[Region pointing data]
>>>>

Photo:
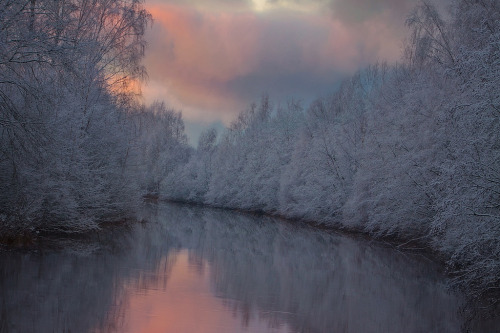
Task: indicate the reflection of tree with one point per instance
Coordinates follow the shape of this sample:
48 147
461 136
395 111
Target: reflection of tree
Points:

<<<<

_WORK REQUEST_
Figure out how many lines of the data above include "reflection", then give the number and nothing more.

_EXERCISE ANSWER_
2